++++ RECORDED DATA
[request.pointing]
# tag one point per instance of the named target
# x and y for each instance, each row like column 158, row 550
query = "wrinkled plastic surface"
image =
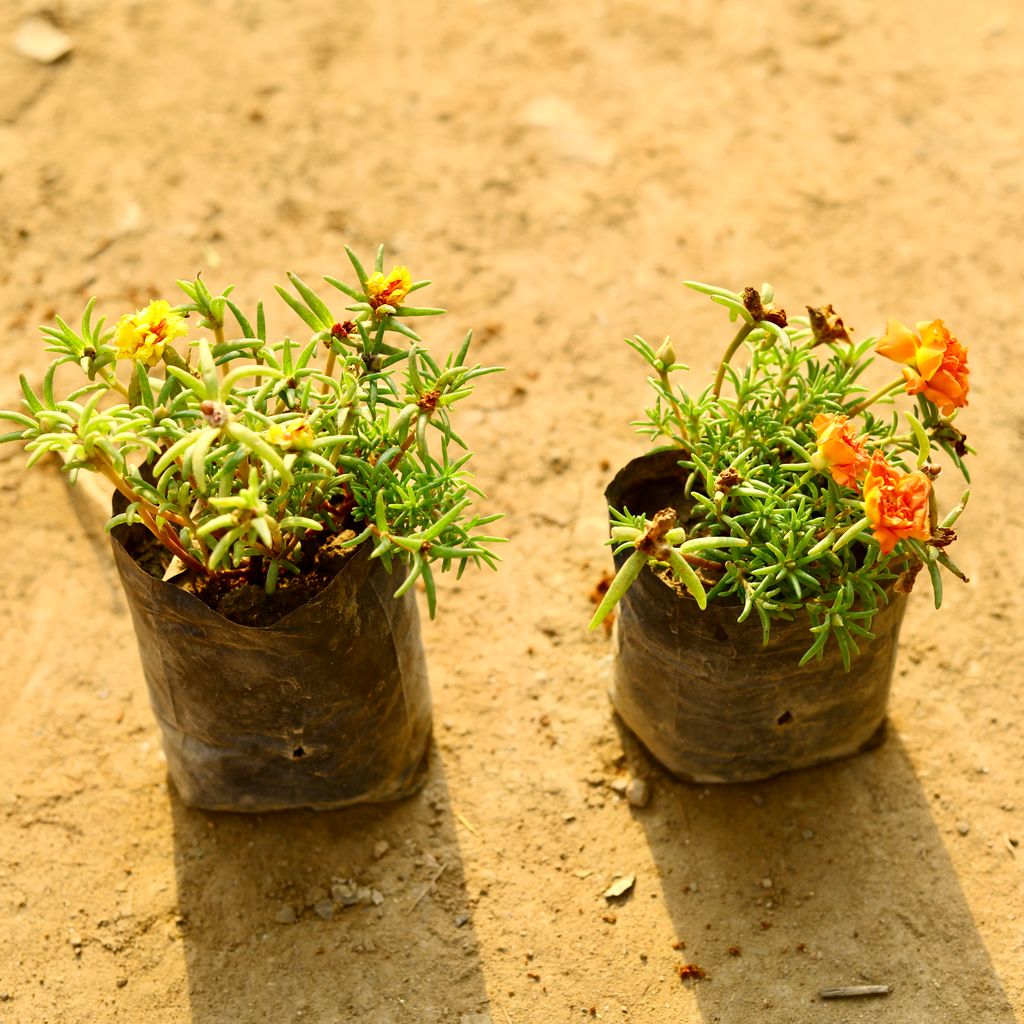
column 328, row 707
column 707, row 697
++++++++
++++ RECORDED DATA
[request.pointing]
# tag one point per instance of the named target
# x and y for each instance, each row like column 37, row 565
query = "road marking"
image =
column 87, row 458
++++++++
++++ RECORDED DATA
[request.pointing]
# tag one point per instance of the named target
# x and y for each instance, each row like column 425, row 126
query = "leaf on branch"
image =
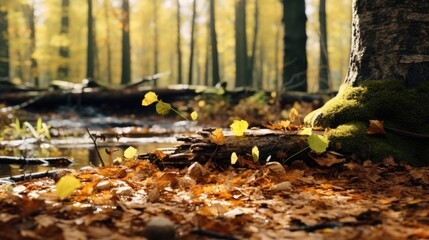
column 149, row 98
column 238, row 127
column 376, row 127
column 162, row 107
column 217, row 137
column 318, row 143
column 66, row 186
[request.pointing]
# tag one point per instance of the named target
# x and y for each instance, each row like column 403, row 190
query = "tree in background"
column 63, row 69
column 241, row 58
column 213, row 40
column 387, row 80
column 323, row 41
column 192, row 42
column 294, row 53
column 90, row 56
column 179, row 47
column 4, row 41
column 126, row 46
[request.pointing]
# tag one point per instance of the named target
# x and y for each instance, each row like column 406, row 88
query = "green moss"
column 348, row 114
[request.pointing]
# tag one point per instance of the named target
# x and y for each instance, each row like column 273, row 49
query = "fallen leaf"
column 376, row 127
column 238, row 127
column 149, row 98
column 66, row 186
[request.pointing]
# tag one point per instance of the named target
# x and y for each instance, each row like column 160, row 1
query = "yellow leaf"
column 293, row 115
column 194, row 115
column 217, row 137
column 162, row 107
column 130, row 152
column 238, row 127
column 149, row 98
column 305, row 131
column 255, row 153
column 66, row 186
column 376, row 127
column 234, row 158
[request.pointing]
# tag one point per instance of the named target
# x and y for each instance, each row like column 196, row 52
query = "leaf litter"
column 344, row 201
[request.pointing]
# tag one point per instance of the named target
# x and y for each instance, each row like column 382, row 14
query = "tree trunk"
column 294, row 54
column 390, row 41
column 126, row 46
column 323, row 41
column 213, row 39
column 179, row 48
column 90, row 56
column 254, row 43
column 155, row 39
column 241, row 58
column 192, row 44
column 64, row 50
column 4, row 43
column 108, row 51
++++++++
◆ EXERCISE BRIEF
Copy all lines of the preceding data that hold the word "each".

◆ REPLY
# x and y for each instance, each row like column 158, row 550
# x and y for each instance, each row like column 37, row 565
# x and y for each instance, each row like column 425, row 126
# x and y for each instance, each row like column 403, row 190
# x and y for each instance, each row like column 406, row 88
# x and y for each instance, each row like column 273, row 49
# x and y for each instance, each row like column 160, row 1
# x and y for each instance, each row like column 196, row 52
# x and y for each instance, each row like column 382, row 14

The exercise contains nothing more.